__THE REQUEST__: Locate each line of the material below that contains the string "vertices", treating uppercase and lowercase as different, and copy those lines.

(Source data)

────────────────────────────────────────

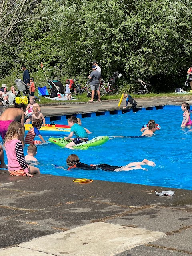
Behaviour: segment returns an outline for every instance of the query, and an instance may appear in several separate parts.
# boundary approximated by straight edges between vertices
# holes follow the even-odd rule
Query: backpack
[[[88,93],[87,94],[87,97],[90,97],[90,98],[91,98],[91,92],[88,92]],[[98,99],[99,98],[98,95],[97,95],[96,91],[95,91],[95,95],[94,95],[93,98],[95,99],[96,100],[98,100]]]
[[[175,89],[176,92],[183,92],[183,89],[182,88],[176,88]]]
[[[127,104],[128,102],[129,102],[130,104],[131,104],[131,106],[132,106],[132,108],[133,109],[133,110],[134,112],[135,112],[135,107],[137,105],[137,102],[134,100],[133,98],[130,95],[129,95],[129,94],[127,96],[126,102],[126,106],[127,106]]]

────────────────────────────────────────

__IN RESPONSE__:
# boundary approximated by straight edges between vertices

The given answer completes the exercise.